EXTRAIT DU TEXTE:

L’activité physique pour mieux apprendre – à l’école et ailleurs


Je me souviens de cette jeune fille, élève d’une classe de Seconde où j’enseignais les mathématiques. Au milieu d’une démonstration délicate de géométrie, je la vois se lever et venir tranquillement jusqu’à ma table, jeter un papier dans la poubelle et repartir tranquillement à sa place, au fond de la classe. A l’époque, je n’avais pas compris. Maintenant je ferais une double interprétation de son comportement – qu’elle ne comprenait sans doute pas elle-même :

  • je ne sollicitais jamais son intelligence corporelle/kinesthésique – l’une des 8 composantes de la théorie des intelligences multiples d’Howard Gardner, intelligence qu’elle avait peut-être très forte ;
  • elle ne supportait plus, comme tout être humain normalement constitué, de rester indéfiniment assise.

Explorons un peu en détail ce deuxième point : quel rôle joue l’activité physique sur la qualité d’un apprentissage ?
La réponse de l’Américain Eric Jensen, s’appuyant sur de nombreuses recherches, est claire et sans aucune ambiguïté : l’activité physique joue un rôle essentiel dans la qualité d’un apprentissage. Dit autrement : on apprend mieux lorsqu’on bouge plus. Et – dommage –, on demande essentiellement aux élèves de rester assis, donc sans activité physique, pratiquement toute la durée qu’ils passent à l’école, sans compter le temps qu’ils passeront ensuite à faire leur travail à la maison.

En compilant différentes recherches (citées dans l’article proposé en Ressources), Jensen a trouvé plusieurs raisons pour lesquelles les élèves apprendraient mieux s’ils avaient plus d’activités physiques.

1. Une meilleure circulation. L’activité physique augmente le rythme cardiaque et la circulation, permettant une meilleure irrigation du cerveau. Les étirements sont particulièrement bénéfiques : le liquide cérébro-spinal circule mieux dans des régions clés du cerveau, qui reçoivent également plus d’oxygène.

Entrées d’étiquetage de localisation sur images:

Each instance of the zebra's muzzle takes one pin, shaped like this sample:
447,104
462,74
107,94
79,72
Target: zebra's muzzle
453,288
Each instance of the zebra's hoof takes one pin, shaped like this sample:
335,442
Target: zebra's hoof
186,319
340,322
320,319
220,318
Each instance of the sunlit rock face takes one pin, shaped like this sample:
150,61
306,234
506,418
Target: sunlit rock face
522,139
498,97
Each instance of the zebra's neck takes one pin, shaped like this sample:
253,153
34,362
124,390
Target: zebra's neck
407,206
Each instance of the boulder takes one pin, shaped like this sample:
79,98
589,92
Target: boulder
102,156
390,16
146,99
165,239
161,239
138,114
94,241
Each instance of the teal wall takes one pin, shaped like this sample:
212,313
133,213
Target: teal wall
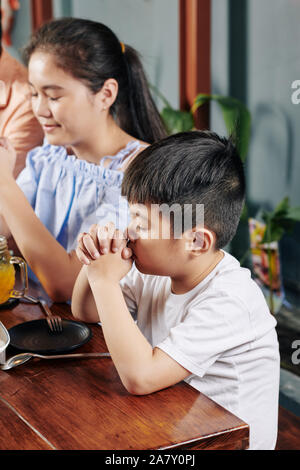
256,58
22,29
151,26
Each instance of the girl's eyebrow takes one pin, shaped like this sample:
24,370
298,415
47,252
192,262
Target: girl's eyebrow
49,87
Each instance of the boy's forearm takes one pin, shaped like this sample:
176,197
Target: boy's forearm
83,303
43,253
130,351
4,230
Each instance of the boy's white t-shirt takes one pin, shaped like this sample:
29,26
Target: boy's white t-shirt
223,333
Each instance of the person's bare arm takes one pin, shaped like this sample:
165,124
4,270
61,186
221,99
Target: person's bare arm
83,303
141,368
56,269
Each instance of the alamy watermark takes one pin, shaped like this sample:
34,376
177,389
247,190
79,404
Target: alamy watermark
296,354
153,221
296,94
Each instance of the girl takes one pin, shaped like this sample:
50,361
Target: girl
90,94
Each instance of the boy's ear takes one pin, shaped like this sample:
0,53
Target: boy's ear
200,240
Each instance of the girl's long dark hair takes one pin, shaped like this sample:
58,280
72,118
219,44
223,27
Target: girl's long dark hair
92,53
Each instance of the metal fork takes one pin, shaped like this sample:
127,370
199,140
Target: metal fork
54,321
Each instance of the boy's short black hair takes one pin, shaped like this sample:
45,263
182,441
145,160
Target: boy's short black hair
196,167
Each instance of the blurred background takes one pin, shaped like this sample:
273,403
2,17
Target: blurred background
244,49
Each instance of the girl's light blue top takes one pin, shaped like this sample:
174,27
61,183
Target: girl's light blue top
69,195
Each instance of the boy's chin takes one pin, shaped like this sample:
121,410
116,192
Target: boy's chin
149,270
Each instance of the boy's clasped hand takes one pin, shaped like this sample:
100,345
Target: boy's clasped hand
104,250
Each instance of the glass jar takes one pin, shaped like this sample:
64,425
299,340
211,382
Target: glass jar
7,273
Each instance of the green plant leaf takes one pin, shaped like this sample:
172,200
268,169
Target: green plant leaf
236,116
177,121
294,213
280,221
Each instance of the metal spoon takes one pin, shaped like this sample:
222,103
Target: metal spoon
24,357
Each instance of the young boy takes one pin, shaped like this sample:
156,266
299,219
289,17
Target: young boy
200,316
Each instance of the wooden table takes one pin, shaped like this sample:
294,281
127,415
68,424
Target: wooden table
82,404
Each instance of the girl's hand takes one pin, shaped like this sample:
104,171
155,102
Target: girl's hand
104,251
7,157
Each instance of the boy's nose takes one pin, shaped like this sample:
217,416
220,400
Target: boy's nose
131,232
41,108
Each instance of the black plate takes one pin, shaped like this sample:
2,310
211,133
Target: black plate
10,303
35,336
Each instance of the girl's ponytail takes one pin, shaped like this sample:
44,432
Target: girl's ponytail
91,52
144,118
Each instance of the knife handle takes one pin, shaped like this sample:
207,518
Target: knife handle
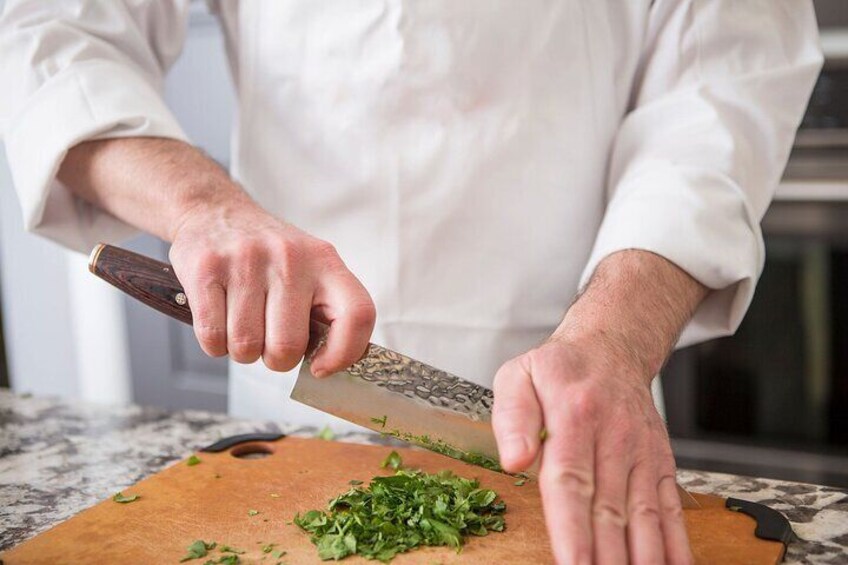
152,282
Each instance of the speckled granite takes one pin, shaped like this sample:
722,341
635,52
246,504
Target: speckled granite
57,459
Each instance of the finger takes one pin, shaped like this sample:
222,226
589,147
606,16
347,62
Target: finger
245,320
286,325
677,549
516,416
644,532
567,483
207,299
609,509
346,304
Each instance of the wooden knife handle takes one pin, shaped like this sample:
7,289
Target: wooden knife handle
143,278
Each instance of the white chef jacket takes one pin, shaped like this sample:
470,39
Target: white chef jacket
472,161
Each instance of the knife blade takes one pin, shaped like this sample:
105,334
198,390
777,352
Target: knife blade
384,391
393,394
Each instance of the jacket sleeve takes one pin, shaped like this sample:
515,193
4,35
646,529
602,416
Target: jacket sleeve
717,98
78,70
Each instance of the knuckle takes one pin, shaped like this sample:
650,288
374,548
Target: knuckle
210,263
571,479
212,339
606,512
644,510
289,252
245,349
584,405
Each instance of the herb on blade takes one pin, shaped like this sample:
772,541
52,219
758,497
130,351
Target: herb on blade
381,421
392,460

CONSIGNE:
Modifiez le passage du texte sur l’activité physique compris entre « Explorons un peu » et « à la maison. », inclus, en remplaçant « apprentissage » par « enseignement », puis recopiez-le.

CORRIGÉ:
Explorons un peu en détail ce deuxième point : quel rôle joue l’activité physique sur la qualité d’un enseignement ?
La réponse de l’Américain Eric Jensen, s’appuyant sur de nombreuses recherches, est claire et sans aucune ambiguïté : l’activité physique joue un rôle essentiel dans la qualité d’un enseignement. Dit autrement : on apprend mieux lorsqu’on bouge plus. Et – dommage –, on demande essentiellement aux élèves de rester assis, donc sans activité physique, pratiquement toute la durée qu’ils passent à l’école, sans compter le temps qu’ils passeront ensuite à faire leur travail à la maison.